= MATERIAL FOR THE TASK =

..........

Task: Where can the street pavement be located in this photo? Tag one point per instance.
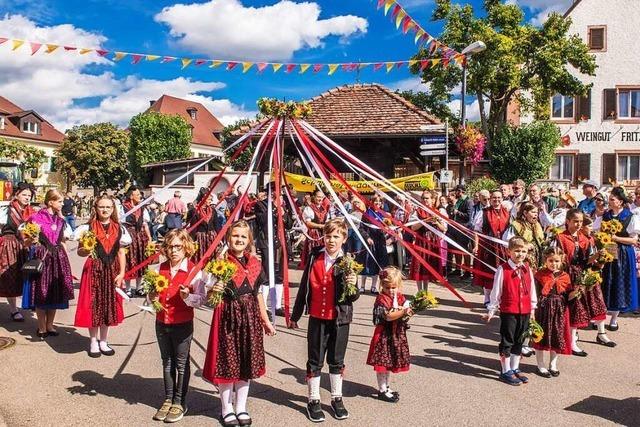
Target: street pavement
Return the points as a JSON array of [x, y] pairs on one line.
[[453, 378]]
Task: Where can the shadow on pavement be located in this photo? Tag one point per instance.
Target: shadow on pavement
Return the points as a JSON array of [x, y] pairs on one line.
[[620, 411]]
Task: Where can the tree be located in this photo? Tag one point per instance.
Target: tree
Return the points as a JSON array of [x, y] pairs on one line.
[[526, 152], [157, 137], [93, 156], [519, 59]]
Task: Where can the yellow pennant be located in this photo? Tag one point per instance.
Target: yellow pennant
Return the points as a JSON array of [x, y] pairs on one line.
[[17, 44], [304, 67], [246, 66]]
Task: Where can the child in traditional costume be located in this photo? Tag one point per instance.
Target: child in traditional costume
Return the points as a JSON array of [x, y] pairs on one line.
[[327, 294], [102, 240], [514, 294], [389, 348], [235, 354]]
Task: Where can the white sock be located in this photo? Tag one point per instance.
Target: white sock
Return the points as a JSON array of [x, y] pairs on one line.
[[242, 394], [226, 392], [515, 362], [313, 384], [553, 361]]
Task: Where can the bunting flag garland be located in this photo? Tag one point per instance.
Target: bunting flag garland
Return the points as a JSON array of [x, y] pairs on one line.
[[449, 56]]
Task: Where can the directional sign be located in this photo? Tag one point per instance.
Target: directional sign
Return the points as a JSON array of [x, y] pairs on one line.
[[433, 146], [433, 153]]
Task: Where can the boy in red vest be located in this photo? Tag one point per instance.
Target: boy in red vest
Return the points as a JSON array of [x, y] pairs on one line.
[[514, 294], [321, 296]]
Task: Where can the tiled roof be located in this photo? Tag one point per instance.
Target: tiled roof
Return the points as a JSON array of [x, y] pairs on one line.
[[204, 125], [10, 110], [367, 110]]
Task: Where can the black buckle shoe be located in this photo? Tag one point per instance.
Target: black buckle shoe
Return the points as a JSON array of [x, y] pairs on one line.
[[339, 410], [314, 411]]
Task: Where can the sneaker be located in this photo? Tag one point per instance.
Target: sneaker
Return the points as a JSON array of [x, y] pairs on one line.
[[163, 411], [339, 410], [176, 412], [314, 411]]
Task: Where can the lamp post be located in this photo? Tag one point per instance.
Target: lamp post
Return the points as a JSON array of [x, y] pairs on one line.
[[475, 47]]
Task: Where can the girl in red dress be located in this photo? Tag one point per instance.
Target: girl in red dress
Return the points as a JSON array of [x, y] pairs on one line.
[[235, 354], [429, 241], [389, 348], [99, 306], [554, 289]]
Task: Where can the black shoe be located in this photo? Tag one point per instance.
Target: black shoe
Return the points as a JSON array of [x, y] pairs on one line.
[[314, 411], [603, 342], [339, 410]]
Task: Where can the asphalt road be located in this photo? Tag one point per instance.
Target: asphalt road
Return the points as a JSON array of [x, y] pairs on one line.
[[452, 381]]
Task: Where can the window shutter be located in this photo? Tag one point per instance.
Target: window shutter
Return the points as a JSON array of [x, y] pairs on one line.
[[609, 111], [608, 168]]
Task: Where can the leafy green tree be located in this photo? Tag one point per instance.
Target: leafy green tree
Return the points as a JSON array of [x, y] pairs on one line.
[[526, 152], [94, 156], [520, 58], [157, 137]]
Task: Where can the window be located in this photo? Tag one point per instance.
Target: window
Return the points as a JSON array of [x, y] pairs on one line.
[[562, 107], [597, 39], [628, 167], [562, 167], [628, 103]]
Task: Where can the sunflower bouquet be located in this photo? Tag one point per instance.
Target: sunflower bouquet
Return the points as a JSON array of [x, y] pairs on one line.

..........

= STATED TASK =
Could you print the records word for word, starting at their very first line and ending after the line that contains "[[453, 378]]", with the pictures left out?

= ANSWER TO THIS PROBLEM =
Task: Where can the street pavement be located in this photo? Tag one point per instance.
Target: street pavement
Return the points as a JSON array of [x, y] pairs on one line.
[[453, 378]]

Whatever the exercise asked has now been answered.